### EXERCISE OBJECTIVE
Change every "tab-separated" in the records below to "comma-separated" and keep everything else the same. Leave the pictures out of your answer.
---------- INFORMATION PROVIDED
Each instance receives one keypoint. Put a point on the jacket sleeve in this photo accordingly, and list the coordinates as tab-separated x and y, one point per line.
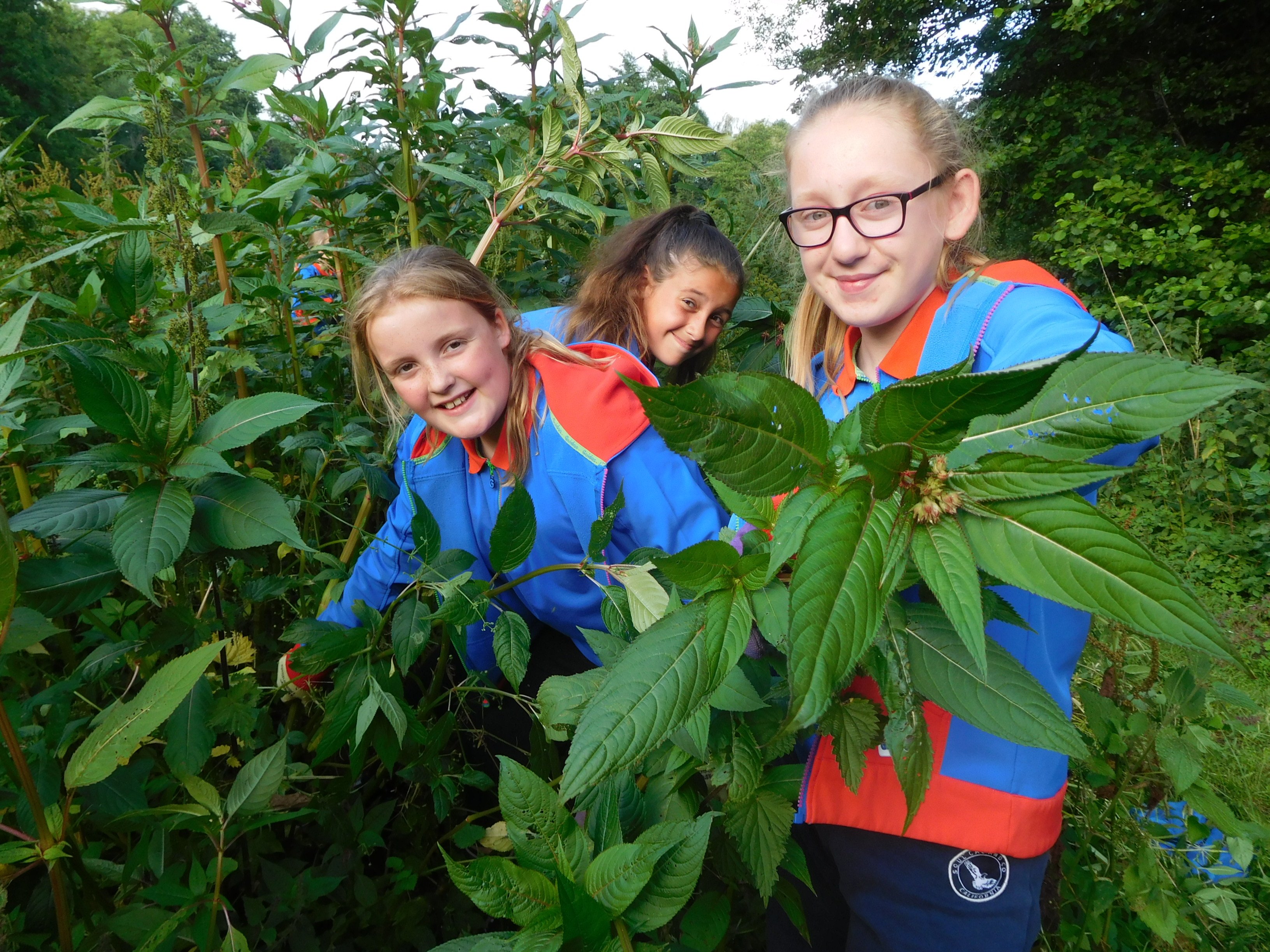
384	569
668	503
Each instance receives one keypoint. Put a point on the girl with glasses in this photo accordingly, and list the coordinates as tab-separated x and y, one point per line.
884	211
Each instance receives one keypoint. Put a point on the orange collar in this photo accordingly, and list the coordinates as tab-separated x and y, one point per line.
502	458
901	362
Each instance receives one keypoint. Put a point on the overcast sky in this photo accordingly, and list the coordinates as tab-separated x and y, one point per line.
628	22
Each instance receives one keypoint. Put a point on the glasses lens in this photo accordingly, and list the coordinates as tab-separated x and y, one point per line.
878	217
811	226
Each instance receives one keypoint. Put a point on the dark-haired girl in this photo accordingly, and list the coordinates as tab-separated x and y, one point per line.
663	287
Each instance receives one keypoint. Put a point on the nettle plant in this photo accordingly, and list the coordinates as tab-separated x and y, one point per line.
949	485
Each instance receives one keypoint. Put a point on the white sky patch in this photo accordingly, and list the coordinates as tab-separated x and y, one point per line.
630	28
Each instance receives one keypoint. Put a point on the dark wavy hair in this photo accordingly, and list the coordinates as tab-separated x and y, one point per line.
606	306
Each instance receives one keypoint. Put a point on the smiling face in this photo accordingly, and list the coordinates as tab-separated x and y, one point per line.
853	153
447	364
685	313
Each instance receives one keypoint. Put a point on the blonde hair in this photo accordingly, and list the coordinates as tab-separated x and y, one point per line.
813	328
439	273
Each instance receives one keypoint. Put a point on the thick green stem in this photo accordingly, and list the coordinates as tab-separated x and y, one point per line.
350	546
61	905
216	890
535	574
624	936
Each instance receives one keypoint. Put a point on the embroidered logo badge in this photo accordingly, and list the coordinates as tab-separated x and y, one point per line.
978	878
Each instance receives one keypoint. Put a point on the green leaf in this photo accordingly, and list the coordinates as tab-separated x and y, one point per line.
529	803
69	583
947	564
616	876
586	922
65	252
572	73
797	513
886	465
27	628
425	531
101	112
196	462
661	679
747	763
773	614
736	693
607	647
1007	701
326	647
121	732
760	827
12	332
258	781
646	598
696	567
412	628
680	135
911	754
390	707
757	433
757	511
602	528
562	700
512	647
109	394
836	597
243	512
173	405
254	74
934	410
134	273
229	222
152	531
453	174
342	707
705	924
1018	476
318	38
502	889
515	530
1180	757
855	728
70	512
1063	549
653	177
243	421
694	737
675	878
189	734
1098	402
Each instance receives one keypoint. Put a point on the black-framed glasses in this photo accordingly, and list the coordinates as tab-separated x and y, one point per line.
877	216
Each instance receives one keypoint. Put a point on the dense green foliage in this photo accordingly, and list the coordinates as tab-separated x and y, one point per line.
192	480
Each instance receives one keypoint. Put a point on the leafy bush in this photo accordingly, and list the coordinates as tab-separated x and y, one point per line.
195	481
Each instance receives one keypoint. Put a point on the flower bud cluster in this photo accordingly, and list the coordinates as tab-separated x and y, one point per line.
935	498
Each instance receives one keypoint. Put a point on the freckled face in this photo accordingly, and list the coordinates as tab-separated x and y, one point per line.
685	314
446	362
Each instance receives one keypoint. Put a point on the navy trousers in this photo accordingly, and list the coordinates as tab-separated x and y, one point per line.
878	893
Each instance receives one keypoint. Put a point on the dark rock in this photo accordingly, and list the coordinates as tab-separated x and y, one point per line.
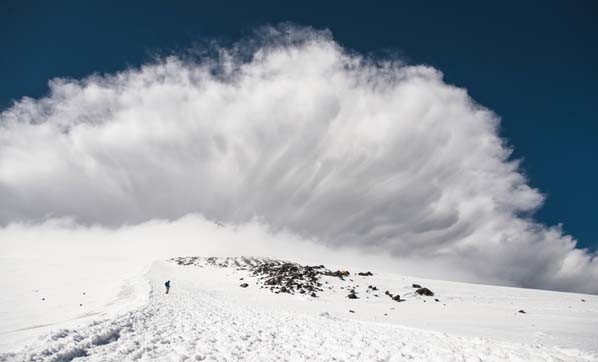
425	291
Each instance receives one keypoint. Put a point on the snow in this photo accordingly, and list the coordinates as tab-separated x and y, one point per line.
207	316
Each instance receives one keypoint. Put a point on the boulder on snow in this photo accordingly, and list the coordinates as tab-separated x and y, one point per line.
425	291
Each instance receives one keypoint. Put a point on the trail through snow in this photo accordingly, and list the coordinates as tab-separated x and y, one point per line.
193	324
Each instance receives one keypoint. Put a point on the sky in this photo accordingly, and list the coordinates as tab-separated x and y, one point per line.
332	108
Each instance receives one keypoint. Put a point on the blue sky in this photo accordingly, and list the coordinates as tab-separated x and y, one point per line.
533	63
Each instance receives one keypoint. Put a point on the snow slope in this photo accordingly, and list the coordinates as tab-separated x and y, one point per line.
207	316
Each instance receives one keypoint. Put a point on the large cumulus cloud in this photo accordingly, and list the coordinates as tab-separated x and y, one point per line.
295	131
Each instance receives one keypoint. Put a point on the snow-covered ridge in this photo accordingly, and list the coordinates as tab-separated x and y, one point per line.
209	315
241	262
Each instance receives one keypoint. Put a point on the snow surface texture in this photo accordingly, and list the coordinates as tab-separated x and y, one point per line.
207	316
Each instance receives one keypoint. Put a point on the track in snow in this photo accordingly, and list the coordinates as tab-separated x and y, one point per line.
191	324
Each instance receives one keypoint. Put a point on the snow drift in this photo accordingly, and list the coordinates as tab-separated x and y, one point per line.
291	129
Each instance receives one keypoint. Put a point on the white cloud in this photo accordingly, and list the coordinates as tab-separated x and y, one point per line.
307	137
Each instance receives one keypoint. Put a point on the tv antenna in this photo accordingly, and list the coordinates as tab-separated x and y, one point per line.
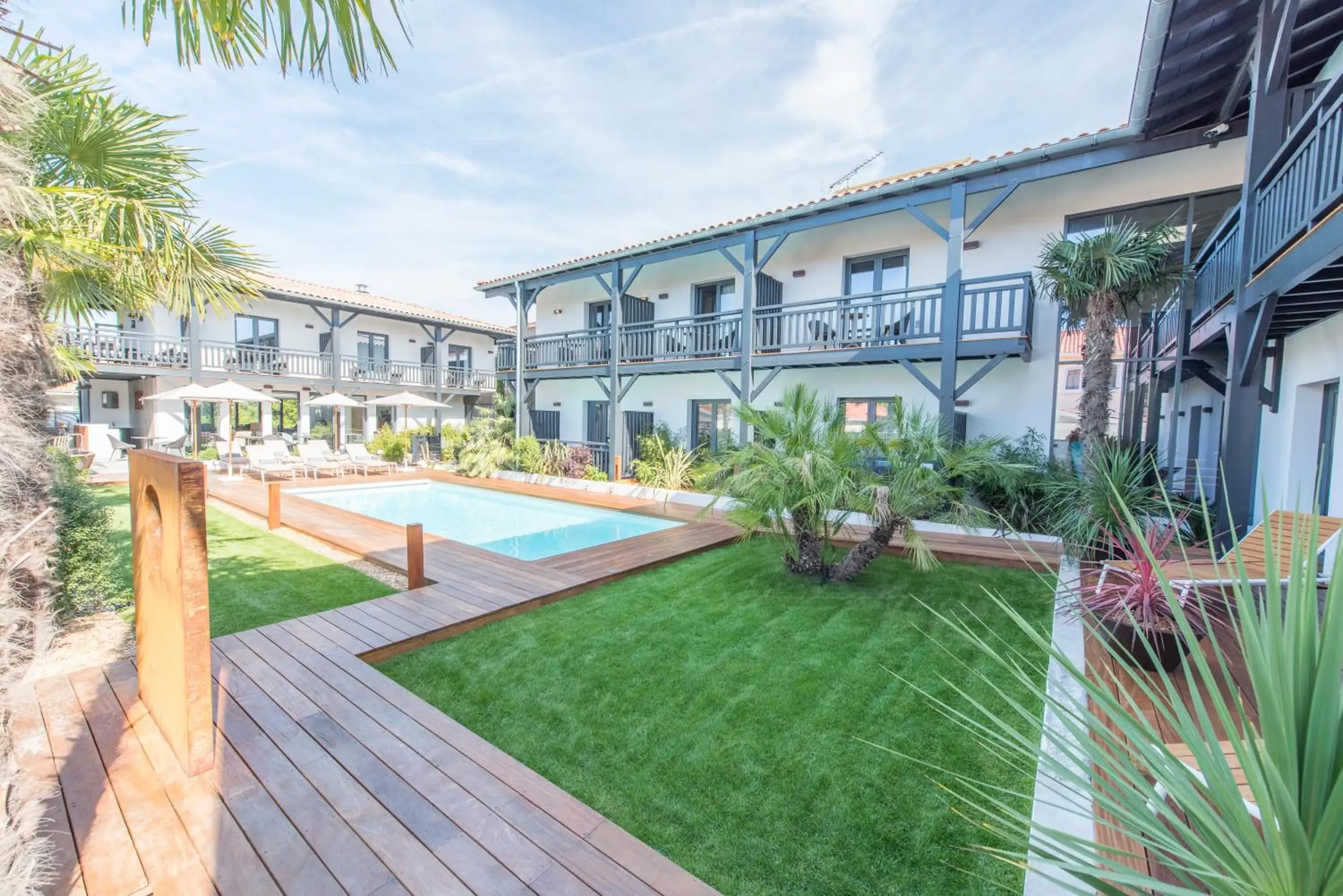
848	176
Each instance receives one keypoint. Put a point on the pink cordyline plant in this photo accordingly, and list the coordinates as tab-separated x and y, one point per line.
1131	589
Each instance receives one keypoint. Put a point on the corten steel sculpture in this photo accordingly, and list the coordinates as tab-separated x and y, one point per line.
--------------------
### EXPECTED ANSWER
Each instance receives one keypoint. Put a point on the jacket sleeve in this photo accordingly, and list the coordinates as comma-separated x and y, one point per line.
384	569
668	503
Each instance receives one keypoint. Put a point on the girl with glasses in this photo accordingly, and list the coordinates as comma-separated x and y, one point per line.
884	211
Each instance receives one keypoint. Put a point on the orange collar in this photo accordingly, and list the coordinates as comma-separated x and y, one point per line.
502	458
901	362
Each instance receives one keypoint. Put a point on the overcast sky in this photo accordingly, and list the coordinates as comma-separated x and y, one point per line.
628	22
Each instance receives one keypoint. Put a point on the glasses lens in this photo accordingly, and list the coordinates as comma-separated x and y, one point per line.
878	217
811	226
Each instance receives one keypoint. Put a point on the dark-haired girl in this photo accordingly, and list the coordinates as comma-separated x and y, one point per line.
663	287
Each instance receives one keypoint. Put a point on the nettle plant in this photo accordingly, and list the coordinates as comma-separated x and y, one point per line.
949	485
Each instance receives one keypoint. Put a point on the white sky patch in this photo accordingly, and list the coordinates as comma-separated x and y, one point per line.
630	28
Each instance receives one keypoint. Put a point on the dark wavy hair in this photo accordingly, and list the coordinates as comma-separated x and y, one point per line.
606	306
Each instance receives one keypoint. Put a point on the smiling face in this photo accordingly, and list the coordinates as comma-separated x and y, one point per line.
853	153
447	364
685	313
Each instance receives one keypoint. Put a point on the blonde hair in this photo accordingly, and list the coordinates as comma-separated x and y, one point per line.
813	328
439	273
Each instance receives one keypoint. Put a point on the thick green stem in this photo accordingly, and list the coordinates as comma-separated x and y, one point per line.
350	546
61	905
216	890
535	574
624	936
Each instance receives one keypoint. Put a point on the embroidered logo badge in this photo accordingly, and list the coordinates as comma-separated x and y, one point per line.
978	878
Each instance receives one keypoint. Put a point on the green leaf in this photo accordingly, and list the coordinates as comma-separated x and y, one point per line.
529	803
69	583
947	564
616	876
586	922
65	252
572	73
797	513
886	465
27	628
425	531
101	112
196	462
661	679
747	763
773	614
736	693
607	647
1007	701
326	647
121	732
760	827
12	332
258	781
646	598
696	567
412	628
680	135
911	754
390	707
757	433
757	511
602	528
562	700
512	647
109	394
836	597
243	512
173	405
254	74
934	410
134	273
229	222
152	531
453	174
342	707
705	924
1018	476
318	38
502	889
515	530
1180	757
855	728
70	512
1063	549
653	177
243	421
694	737
675	878
189	734
1098	402
Each instance receives one keypoint. Put a point on the black-framed glasses in this photo accordingly, and list the coordinates as comma-separated x and y, one point per line.
877	216
Each instance receives one keypoint. Put a point on the dense green foliage in this photo accordingly, and list the coordinates as comma-separated x and y, one point per line.
192	480
Each instance receives one keypoint. Put a point on the leafy bush in this photo accordingly, and list the coordinates as comma-separated x and y, one point per line.
195	481
Each instance receives one keypoint. Put a point on the flower bud cluster in this photo accordingly, and list the coordinates as comma-separated x and y, one point per line.
935	498
Each instance receives one keypoint. Put a point on the freckled face in this photo accordingly, and list the coordinates as comma-separated x and y, one point per line.
685	314
446	362
Each instance receives one keypoint. Put a point on the navy trousers in this photo accordingly, and list the coordinates as comma-separated x and y, one point per line.
878	893
Each instance receives one keypoint. Put a point on the dark rock in this photo accordingly, and list the coordinates as comma-separated x and y, one point per line.
425	291
Each instance receives one keypoint. Put a point on the snow in this photo accordingly, and list the coordinates as comma-separated x and y, one point per line.
207	316
Each instance receives one keypoint. Put a point on the boulder on snow in this photo accordingly, and list the coordinates as comma-separated x and y, one point per line.
425	291
Each instance receives one keypoint. Put a point on the trail through snow in this photo accordingly, and list the coordinates as comma-separated x and y, one point per line.
193	324
Each instance receives one keypoint. Put a point on the sky in this photo accordingly, and list the coordinates as comma-separated x and y, one point per line.
332	108
Each instance receives one keypoint. Put a point on the blue sky in this photo accordingly, and list the coordinates as comma-separated x and y, one point per line.
533	63
Each instance receives one keypoint. Put a point on the snow slope in this photo accordingly, and list the coordinates as comma-separated x and y, one point per line.
207	316
Each instance receives one keypoint. Put a point on the large cumulus cloud in this photo accordingly, and list the coordinates as comma-separated x and y, one point per line.
295	131
Each instance receives one keypoint. Put a point on the snow-covered ridge in this photo accordingly, and list the coordinates as comma-separated x and y, one point per line.
209	315
241	262
Each instance receives one keypoint. Put a point on the snow surface texture in this photo accordingly, and list the coordinates as comma-separated x and y, one point per line.
207	316
Each instance receives one keypoint. Put a point on the track in snow in this photo accordingly, and list the coordinates as comma-separated x and y, one point per line.
191	324
Each instance receives one keypoint. Put a point on the snow drift in this photo accordingly, and list the coordinates as comma-separated x and y, one point per line.
291	129
Each instance receives one keypoint. Put a point on the white cloud in this photo accordingly, and list the coordinates as comma-separated x and y, one point per line.
307	137
Each instance receives one keypoint. Put a point on the tv antenna in this photo accordingly, and list the coordinates as comma-separated x and y, one point per line.
848	176
Each instance receives one keypoint. Put a point on the pink cordyline plant in this photo accordingly, and list the coordinates as comma-separated x and y, one point per line.
1131	589
Each instance receives one keypoint. Put a point on the corten steel sculpture in this photo accordingly, and list the coordinates as comma-separated x and y, one point per line.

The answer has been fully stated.